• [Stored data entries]
□ □ □ □ □

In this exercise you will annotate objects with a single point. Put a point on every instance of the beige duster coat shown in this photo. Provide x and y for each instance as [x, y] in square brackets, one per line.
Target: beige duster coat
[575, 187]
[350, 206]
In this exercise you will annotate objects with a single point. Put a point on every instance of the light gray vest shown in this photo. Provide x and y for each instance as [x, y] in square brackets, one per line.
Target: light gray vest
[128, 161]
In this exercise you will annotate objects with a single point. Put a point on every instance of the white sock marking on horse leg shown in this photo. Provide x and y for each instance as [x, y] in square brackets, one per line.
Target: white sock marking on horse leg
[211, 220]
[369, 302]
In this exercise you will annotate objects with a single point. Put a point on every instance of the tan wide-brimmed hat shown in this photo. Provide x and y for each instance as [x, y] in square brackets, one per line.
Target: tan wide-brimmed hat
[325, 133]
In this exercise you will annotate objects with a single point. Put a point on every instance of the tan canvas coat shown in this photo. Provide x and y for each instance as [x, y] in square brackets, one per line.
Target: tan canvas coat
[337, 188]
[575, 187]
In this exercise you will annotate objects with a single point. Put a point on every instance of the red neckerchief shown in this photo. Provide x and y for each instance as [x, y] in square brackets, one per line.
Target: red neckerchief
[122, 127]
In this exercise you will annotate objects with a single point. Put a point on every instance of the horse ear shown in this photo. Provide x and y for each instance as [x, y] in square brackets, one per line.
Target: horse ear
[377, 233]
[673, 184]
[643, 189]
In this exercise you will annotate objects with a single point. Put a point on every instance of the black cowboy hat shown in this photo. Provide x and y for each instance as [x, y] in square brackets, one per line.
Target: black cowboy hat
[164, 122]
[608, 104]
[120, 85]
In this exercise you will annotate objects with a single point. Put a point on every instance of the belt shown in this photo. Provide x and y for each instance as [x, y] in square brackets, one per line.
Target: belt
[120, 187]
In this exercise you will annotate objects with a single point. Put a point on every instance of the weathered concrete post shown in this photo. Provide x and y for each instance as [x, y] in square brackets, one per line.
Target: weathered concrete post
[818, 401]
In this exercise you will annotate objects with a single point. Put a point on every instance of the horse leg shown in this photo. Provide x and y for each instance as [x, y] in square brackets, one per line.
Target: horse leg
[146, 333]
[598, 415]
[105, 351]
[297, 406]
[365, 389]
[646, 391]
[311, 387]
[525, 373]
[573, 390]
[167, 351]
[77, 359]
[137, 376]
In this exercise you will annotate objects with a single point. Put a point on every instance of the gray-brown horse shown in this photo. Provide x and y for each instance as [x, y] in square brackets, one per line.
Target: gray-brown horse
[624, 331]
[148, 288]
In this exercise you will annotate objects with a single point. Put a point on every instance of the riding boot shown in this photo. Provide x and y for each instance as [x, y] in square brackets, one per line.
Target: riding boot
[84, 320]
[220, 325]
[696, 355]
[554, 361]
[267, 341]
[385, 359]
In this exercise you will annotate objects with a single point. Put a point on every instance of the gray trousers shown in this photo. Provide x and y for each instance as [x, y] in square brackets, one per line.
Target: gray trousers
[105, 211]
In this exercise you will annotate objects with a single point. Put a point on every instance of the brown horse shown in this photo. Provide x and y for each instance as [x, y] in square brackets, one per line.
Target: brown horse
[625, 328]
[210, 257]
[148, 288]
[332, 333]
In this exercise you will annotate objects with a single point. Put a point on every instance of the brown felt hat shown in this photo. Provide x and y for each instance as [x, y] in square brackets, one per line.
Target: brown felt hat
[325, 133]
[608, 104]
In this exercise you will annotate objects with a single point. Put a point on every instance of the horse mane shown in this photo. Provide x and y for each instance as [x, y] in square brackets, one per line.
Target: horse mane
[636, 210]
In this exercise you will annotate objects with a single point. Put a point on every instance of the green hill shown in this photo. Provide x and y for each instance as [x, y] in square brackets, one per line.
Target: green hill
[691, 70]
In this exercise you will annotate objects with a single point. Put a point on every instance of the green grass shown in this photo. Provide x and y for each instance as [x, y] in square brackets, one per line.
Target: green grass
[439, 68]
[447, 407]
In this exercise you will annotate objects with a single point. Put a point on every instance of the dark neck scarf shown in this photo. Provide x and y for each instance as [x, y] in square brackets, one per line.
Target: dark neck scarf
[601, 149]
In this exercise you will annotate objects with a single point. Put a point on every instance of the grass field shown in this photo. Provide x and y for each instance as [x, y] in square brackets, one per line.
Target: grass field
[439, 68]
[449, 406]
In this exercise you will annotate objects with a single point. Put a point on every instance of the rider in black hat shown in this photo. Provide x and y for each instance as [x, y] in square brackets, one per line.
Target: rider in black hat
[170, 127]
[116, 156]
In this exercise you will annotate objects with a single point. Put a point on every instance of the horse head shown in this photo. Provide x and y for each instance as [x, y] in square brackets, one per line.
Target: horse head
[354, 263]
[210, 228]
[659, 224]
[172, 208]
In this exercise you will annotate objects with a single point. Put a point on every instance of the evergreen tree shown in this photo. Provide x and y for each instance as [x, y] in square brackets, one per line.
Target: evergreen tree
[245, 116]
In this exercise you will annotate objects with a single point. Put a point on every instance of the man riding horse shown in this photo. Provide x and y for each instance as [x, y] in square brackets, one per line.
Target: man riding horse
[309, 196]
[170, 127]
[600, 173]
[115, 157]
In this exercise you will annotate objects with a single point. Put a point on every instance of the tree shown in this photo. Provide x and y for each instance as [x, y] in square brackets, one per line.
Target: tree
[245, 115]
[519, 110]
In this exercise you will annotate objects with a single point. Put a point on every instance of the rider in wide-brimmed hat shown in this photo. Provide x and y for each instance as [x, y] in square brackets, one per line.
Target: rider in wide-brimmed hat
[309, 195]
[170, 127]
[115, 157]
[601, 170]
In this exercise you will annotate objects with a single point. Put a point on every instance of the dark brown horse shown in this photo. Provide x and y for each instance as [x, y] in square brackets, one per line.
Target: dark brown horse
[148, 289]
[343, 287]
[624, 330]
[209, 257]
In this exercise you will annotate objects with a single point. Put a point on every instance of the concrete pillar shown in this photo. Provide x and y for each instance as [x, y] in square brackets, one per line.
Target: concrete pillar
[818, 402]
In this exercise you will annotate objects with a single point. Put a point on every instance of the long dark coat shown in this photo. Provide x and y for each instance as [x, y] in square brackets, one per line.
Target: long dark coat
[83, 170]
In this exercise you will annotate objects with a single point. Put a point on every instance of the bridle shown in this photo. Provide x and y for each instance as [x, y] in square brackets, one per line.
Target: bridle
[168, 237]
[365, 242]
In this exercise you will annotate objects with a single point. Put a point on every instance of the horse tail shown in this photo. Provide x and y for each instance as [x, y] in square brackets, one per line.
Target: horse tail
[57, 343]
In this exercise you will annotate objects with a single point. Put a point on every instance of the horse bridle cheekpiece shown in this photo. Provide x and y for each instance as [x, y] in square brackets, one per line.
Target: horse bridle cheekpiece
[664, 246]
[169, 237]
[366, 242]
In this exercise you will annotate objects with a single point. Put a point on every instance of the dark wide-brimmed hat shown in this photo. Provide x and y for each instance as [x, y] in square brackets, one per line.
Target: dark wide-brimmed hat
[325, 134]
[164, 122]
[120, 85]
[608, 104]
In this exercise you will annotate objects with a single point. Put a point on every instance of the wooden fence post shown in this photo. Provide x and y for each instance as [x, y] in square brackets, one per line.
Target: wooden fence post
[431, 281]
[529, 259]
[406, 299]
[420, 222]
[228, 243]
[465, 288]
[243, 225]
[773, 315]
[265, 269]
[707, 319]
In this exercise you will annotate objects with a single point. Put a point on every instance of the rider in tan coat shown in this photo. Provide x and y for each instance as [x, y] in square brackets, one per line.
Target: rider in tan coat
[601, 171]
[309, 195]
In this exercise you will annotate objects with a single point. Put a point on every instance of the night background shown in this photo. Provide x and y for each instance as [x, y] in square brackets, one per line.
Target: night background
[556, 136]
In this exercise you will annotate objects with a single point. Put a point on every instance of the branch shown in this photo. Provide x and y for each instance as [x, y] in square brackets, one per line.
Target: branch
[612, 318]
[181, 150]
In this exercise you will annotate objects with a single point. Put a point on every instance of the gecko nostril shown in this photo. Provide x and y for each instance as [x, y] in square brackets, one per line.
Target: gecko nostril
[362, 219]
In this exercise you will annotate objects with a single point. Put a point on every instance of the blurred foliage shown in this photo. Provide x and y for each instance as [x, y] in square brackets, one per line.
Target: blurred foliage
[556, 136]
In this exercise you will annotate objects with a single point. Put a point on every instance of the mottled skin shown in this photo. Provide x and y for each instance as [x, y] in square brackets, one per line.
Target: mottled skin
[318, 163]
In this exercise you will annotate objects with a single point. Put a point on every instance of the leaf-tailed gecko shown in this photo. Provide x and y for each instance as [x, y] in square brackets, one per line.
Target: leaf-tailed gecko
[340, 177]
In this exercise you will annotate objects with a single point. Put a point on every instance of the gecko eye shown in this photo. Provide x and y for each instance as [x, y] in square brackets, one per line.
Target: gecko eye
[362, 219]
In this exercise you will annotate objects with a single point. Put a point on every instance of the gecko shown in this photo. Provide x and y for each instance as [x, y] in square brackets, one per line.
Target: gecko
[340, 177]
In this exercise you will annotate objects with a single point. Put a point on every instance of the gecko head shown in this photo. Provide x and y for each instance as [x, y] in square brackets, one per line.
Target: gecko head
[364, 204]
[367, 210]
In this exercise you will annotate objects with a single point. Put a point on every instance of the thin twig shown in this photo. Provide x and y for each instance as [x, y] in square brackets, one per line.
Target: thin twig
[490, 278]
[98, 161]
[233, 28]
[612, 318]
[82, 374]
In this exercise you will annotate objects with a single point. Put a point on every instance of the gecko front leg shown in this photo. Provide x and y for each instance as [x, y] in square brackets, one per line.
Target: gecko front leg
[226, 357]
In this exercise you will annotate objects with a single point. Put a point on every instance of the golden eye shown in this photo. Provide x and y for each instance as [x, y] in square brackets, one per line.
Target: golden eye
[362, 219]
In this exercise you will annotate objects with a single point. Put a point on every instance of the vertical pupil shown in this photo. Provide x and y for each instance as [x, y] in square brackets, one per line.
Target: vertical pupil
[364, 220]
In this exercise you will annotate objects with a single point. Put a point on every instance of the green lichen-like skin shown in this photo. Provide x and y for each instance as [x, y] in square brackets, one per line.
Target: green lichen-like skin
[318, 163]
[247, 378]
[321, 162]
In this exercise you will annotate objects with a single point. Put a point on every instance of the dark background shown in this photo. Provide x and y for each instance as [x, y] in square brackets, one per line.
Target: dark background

□ □ □ □ □

• [Task details]
Each line from the one containing "the green lichen-like" through the end of the entries, both included, is to be returned exactly, with no other lines.

• [Output below]
In this exercise you will annotate objects with a single point. Put a point on every instance of the green lichen-like skin shown in this photo. Provide x and y for each instance as [x, y] in square brackets, one per line.
Target: green lichen-like skin
[318, 163]
[247, 378]
[321, 162]
In this exercise you will annotate objects with a single point. Put a point on every instance of the dark background shown in this photo. Provide x and y for each instance as [x, y] in square brackets, one per line.
Target: dark background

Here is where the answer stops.